PASSAGE SHOWN

— start —

Slow, expensive, riddeled with corruption, long ago surpassed by renewables. Why should we use it?

[–] scholar@lemmy.world 19 points 1 week ago (49 children)

Sometimes the sun doesn't shine, sometimes the wind doesn't blow. Renewables are great and cheap, but they aren't a complete solution without grid level storage that doesn't really exist yet.

[–] Hugohase@startrek.website 16 points 1 week ago* (last edited 1 week ago) (1 children)

Thats a chicken/egg peoblem. If enough renewables are build the storage follows. In a perfect world goverments would incentivice storage but in an imperfect one problems have to occure before somebody does something to solve them. Anyway, according to lazard renewables + storage are still cheaper than NPPs.

[–] LoreleiSankTheShip@lemmy.ml 1 points 1 week ago (2 children)

Imagine this (not so) hypothetical scenario:

Yellowstone or another supervolcano erupts and leads to a few years of volcanic winter, where there is much less sunshine. This has historical precedent, it has happened before, and while in and of itself it will impact a lot of people regardless of anything else, wouldn't you agree it would be better to have at least some nuclear power capacity instead of relying solely on renewables?

— end —

Stored records:
— start —

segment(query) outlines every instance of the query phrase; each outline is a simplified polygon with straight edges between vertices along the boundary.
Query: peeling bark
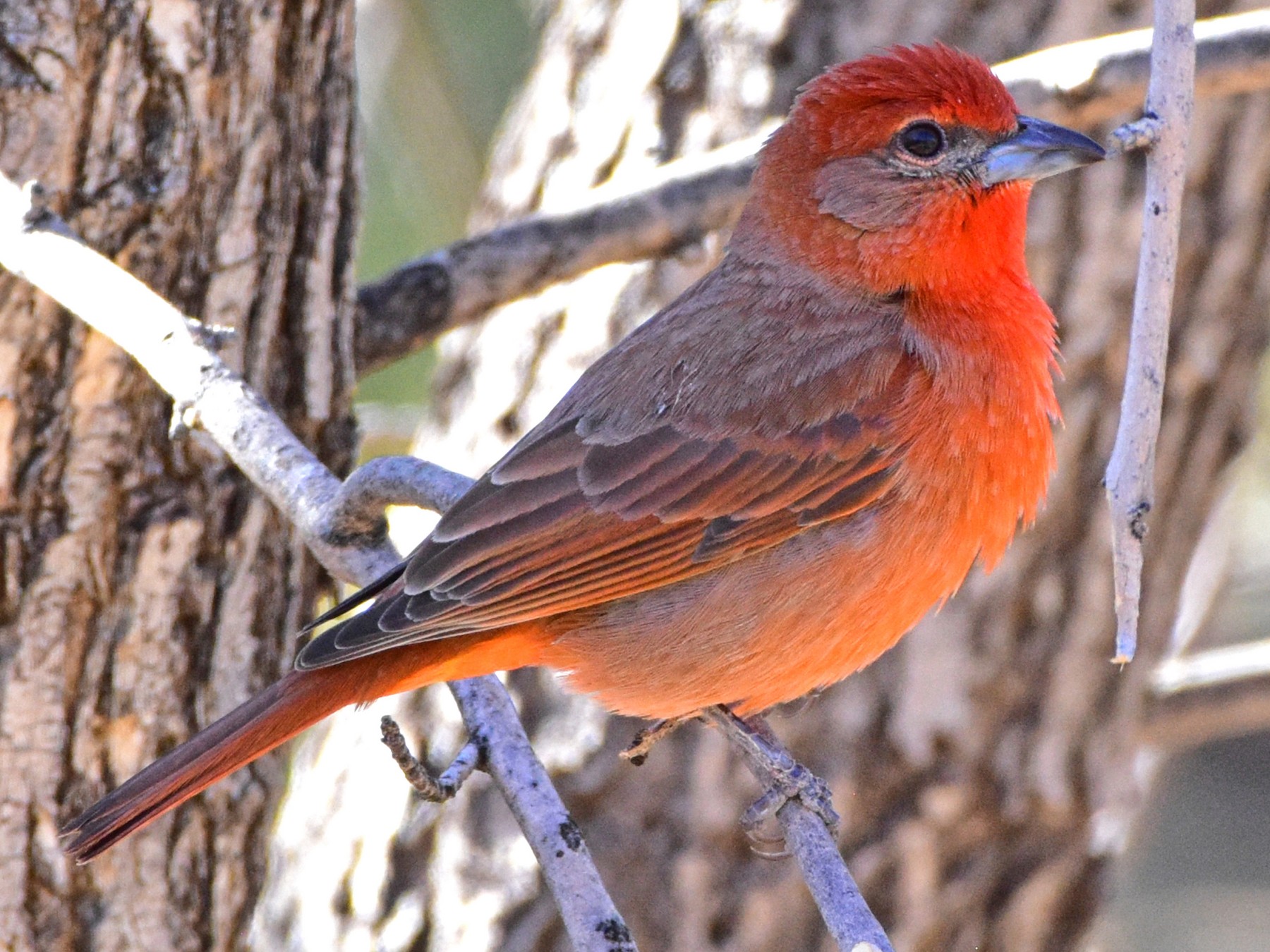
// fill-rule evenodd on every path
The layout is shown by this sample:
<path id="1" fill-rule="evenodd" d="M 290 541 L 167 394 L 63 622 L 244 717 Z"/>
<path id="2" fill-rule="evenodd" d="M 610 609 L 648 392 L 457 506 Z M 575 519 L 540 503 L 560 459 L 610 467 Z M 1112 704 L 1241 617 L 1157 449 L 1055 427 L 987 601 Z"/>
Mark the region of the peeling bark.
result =
<path id="1" fill-rule="evenodd" d="M 594 184 L 635 187 L 665 159 L 751 135 L 823 65 L 878 46 L 937 37 L 999 61 L 1149 22 L 1144 3 L 1049 0 L 973 10 L 918 0 L 559 0 L 549 9 L 476 228 L 566 211 Z M 1133 117 L 1105 118 L 1110 128 Z M 1267 123 L 1264 96 L 1196 108 L 1139 659 L 1125 670 L 1109 664 L 1100 489 L 1142 203 L 1142 162 L 1128 159 L 1043 183 L 1034 199 L 1033 275 L 1059 315 L 1066 355 L 1066 424 L 1045 513 L 993 575 L 975 572 L 897 650 L 773 721 L 834 788 L 841 845 L 897 948 L 1073 948 L 1105 897 L 1107 858 L 1144 793 L 1134 767 L 1146 682 L 1218 477 L 1248 435 L 1270 307 Z M 671 260 L 607 267 L 452 333 L 419 452 L 467 472 L 489 465 L 719 248 L 709 236 Z M 792 864 L 749 852 L 737 817 L 756 790 L 714 731 L 686 727 L 636 769 L 616 758 L 635 722 L 598 718 L 544 675 L 512 683 L 641 948 L 829 947 Z M 410 707 L 401 722 L 446 730 L 432 708 Z M 406 913 L 428 948 L 453 947 L 456 935 L 465 949 L 565 948 L 495 798 L 471 788 L 413 815 L 395 838 L 353 829 L 347 814 L 323 830 L 328 845 L 357 843 L 370 856 L 390 847 L 392 861 L 386 889 L 363 889 L 368 899 L 344 910 L 310 909 L 310 923 L 345 937 L 347 948 L 351 935 L 382 939 Z M 281 944 L 287 932 L 271 935 Z"/>
<path id="2" fill-rule="evenodd" d="M 351 443 L 352 4 L 0 4 L 0 168 Z M 319 574 L 104 338 L 0 277 L 0 946 L 235 948 L 268 758 L 67 864 L 60 820 L 272 682 Z M 164 835 L 166 834 L 166 835 Z"/>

— end —

TASKS FOR THIS EXERCISE
a) List the username of each commenter in the nuclear power thread, including the instance domain.
b) Write the next part of the nuclear power thread, following on from its last comment.

RESULTS FOR EACH TASK
a)
scholar@lemmy.world
Hugohase@startrek.website
LoreleiSankTheShip@lemmy.ml

b)
Sure, such a scenario is not probable, but it pays to stay safe in the case of one such event. I would say having most of our power from renewables would be best, having it supported by 10-20% or so nuclear with the possibility of increase in times of need would make our electric grids super resilient to stuff

[–] Ooops@feddit.org 7 points 1 week ago

Yeah let me imagine a supervolcano explosion of that scale to effect global weather patterns. What do you think will happen to your reactors? No, they are not indestructable just because they can handle an earthquake of normally expected proportion.

[–] Microw@lemm.ee 2 points 1 week ago

Nature catastrophes are the top 1 danger to nuclear energy. See Fukushima.

And the real question here would be a comparison between risk of a nuclear accident event and a renewables-impacting climate event.